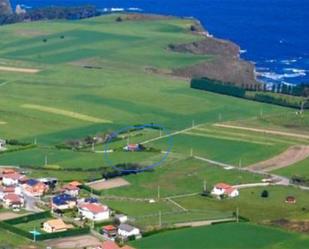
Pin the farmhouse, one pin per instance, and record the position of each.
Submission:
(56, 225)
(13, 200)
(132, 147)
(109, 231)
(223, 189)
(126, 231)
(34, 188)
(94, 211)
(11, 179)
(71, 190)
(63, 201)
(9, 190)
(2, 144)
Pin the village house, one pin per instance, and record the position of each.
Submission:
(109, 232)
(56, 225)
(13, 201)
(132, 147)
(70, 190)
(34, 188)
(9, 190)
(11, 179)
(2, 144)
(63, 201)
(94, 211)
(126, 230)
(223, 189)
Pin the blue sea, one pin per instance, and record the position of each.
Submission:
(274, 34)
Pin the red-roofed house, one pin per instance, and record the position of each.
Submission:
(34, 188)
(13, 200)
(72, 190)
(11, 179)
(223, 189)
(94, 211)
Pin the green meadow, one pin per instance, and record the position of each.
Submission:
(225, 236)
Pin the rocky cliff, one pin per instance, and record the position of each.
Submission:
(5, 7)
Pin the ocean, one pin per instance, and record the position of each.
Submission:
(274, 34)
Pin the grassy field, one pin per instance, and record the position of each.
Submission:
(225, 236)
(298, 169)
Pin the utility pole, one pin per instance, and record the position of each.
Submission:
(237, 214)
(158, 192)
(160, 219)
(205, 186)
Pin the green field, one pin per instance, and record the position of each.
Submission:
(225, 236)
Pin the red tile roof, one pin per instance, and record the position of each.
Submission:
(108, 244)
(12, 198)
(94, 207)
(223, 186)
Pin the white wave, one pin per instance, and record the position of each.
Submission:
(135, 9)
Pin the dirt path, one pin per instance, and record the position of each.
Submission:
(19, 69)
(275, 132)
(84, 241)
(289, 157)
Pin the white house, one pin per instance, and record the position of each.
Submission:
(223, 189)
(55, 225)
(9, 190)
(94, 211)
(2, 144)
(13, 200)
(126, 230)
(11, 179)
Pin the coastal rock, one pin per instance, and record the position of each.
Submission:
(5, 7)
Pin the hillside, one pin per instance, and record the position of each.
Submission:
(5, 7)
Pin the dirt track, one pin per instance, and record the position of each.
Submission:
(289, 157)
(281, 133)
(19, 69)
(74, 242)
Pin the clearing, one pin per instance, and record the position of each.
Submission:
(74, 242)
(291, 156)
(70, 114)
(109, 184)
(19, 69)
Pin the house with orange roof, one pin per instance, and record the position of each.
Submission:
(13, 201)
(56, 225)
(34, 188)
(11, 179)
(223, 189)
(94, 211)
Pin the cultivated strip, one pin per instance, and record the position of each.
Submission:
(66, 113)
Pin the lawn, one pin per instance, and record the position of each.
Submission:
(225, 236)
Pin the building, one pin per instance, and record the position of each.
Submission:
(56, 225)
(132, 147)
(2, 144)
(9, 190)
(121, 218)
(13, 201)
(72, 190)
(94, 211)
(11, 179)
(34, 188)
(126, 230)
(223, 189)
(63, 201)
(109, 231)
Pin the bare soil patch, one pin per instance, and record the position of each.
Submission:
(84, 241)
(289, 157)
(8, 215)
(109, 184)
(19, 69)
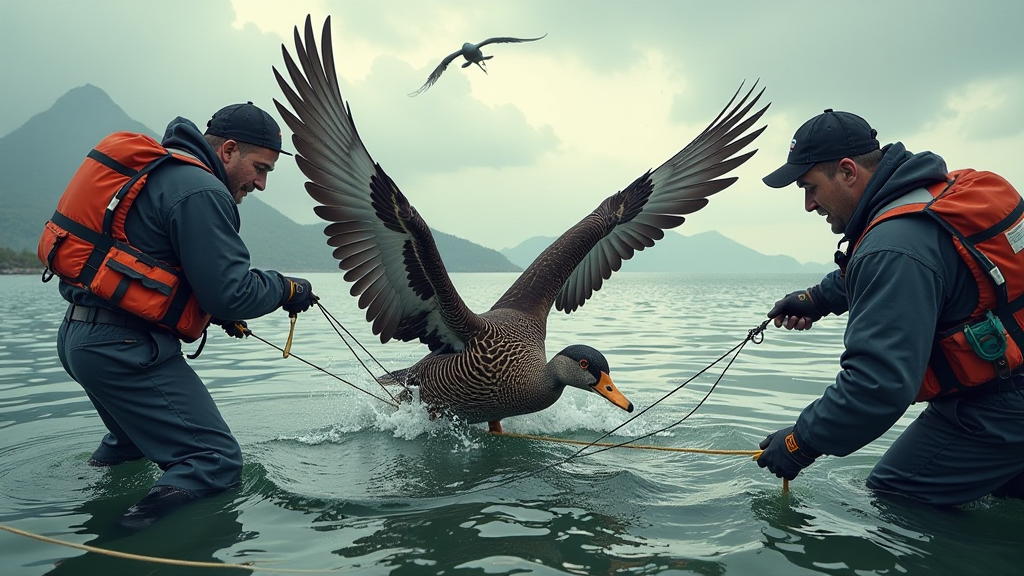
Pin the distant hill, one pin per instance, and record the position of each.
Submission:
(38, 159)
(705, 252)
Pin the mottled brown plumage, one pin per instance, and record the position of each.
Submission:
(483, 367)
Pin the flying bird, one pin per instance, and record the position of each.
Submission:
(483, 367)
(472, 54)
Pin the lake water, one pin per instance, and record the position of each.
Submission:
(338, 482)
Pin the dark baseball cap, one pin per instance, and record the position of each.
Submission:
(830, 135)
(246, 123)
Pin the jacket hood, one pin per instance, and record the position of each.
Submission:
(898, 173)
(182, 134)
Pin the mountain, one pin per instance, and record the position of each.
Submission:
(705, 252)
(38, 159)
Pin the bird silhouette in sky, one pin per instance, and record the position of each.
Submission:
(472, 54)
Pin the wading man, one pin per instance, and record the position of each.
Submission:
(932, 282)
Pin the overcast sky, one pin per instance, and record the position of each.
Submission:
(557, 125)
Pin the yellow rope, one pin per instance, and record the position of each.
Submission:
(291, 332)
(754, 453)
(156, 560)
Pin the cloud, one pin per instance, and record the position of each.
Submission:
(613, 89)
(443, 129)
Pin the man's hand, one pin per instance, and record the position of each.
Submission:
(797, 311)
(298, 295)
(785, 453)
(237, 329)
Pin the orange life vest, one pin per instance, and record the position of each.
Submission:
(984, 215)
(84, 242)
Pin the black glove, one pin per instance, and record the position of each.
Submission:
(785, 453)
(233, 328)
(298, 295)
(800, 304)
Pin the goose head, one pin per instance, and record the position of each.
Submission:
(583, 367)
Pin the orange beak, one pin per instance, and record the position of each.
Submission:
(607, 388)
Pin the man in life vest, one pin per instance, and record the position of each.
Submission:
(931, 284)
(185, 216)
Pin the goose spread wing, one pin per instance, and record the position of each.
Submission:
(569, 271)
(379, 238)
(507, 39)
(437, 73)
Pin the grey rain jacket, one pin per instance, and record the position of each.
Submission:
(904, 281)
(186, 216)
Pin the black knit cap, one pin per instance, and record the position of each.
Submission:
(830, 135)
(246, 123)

══════

- **WHAT THIS TASK INVOLVES**:
Repeat, word for word, each of the records, omitting any image they hold.

- **SOLUTION TO THIS TASK**:
Pin the farmhouse, one pin per instance, and record the position of each.
Submission:
(56, 225)
(13, 200)
(132, 147)
(109, 231)
(223, 189)
(126, 231)
(34, 188)
(94, 211)
(11, 179)
(71, 190)
(63, 201)
(9, 190)
(2, 144)
Pin the village house, one pin per instance, and record the position of each.
Submission:
(109, 232)
(56, 225)
(13, 201)
(132, 147)
(70, 190)
(34, 188)
(9, 190)
(11, 179)
(2, 144)
(63, 201)
(94, 211)
(126, 230)
(223, 189)
Pin the blue sea, one pin per instance, and record the position of each.
Submission:
(274, 34)
Pin the red-roofed house, one pin per instance, and record the position of each.
Submission:
(34, 188)
(13, 200)
(72, 190)
(11, 179)
(223, 189)
(94, 211)
Pin the green meadow, one pin per instance, and record the position of each.
Submission:
(225, 236)
Pin the rocky cliff, one pin per instance, and record the position of each.
Submission:
(5, 7)
Pin the ocean, one pin per instance, and record the position of each.
Submission:
(274, 34)
Pin the grassy field, one pin per instance, and record the position of each.
Submission:
(225, 236)
(298, 169)
Pin the utility pole, one pin per instance, and record the position of each.
Submission:
(237, 214)
(158, 192)
(160, 219)
(205, 186)
Pin the green field, one pin per instance, and record the position of each.
Submission:
(225, 236)
Pin the red tile roof, one pin per instance, and record the position of each.
Submission:
(108, 244)
(12, 198)
(94, 207)
(223, 186)
Pin the white wave, one pin per instance, and record the position of each.
Submission:
(135, 9)
Pin the dirt path, one pin per instance, and record the position of each.
Submission:
(19, 69)
(275, 132)
(84, 241)
(289, 157)
Pin the white house, one pin per instance, and record the position of each.
Submission:
(223, 189)
(55, 225)
(9, 190)
(94, 211)
(2, 144)
(13, 200)
(126, 230)
(11, 179)
Pin the coastal rock, one pin per instance, and record the position of each.
Submission:
(5, 7)
Pin the hillside, one pin per instance, and record the position of each.
Submission:
(5, 7)
Pin the dirt track, one pin per instance, and record the position of each.
Submission:
(289, 157)
(281, 133)
(19, 69)
(74, 242)
Pin the clearing, one pin per instance, and record the position of each.
Submission:
(74, 242)
(291, 156)
(70, 114)
(109, 184)
(19, 69)
Pin the house with orange roof, one pin per instance, and record the position of each.
Submission:
(13, 201)
(56, 225)
(34, 188)
(11, 179)
(223, 189)
(94, 211)
Pin the cultivated strip, one pin per instance, and record the position of each.
Submission:
(66, 113)
Pin the lawn, one pin per instance, and record the position of each.
Submission:
(225, 236)
Pin the building, one pin per instance, and record the position of each.
Submission:
(56, 225)
(132, 147)
(2, 144)
(9, 190)
(121, 218)
(13, 201)
(72, 190)
(94, 211)
(11, 179)
(34, 188)
(126, 230)
(223, 189)
(63, 201)
(109, 231)
Pin the bare soil patch, one pin per instance, and record the position of each.
Submission:
(84, 241)
(289, 157)
(8, 215)
(109, 184)
(19, 69)
Pin the distant hill, one pin per instance, and record the position of each.
Submission:
(38, 159)
(705, 252)
Pin the mottled brown plumage, one pin per instance, and record the position of each.
Submission:
(483, 367)
Pin the flying bird, one pin per instance, and record the position of each.
Submission:
(483, 367)
(472, 54)
Pin the lake water, one pin per instance, and record the position of each.
Submission:
(338, 482)
Pin the dark baseball cap, one pin per instance, and record the position of each.
Submission:
(830, 135)
(246, 123)
Pin the jacket hood, one pin per instance, and record the position of each.
Submission:
(898, 173)
(182, 134)
Pin the mountain, one pin per instance, and record the position of each.
Submission:
(705, 252)
(38, 159)
Pin the bird silhouette in sky, one pin per instance, and record the position of each.
Submission:
(472, 54)
Pin the wading man, one pin per instance, and record the position of each.
Submission:
(932, 282)
Pin the overcast sky, one pin per instance, and record the position of each.
Submission:
(557, 125)
Pin the yellow rope, one pin per instance, and record the position of each.
Submission:
(291, 332)
(754, 453)
(156, 560)
Pin the cloud, one pin per instance, and record the position of each.
Submission:
(613, 89)
(443, 129)
Pin the man's hand, one pin per instance, and record the position of each.
Submission:
(797, 311)
(298, 295)
(785, 453)
(237, 329)
Pin the orange life vest, one pin per instance, and record the position of each.
Submission:
(984, 215)
(84, 242)
Pin the black glove, one pin per instance, and record the position of each.
Submission:
(785, 453)
(233, 328)
(298, 295)
(800, 304)
Pin the goose head, one pin per instance, and record the position of each.
Submission:
(583, 367)
Pin the orange beak, one pin per instance, and record the position of each.
Submission:
(607, 388)
Pin the man in life vest, one pin per instance, and record the position of each.
Submission:
(931, 284)
(185, 216)
Pin the goose spread wing, one pin per instance, and record the position of each.
Submission:
(569, 271)
(379, 238)
(507, 39)
(437, 73)
Pin the grey rain jacket, one pin per instance, and record the position of each.
Submission:
(904, 281)
(186, 216)
Pin the black knit cap, one pin per instance, and record the position of each.
Submission:
(830, 135)
(246, 123)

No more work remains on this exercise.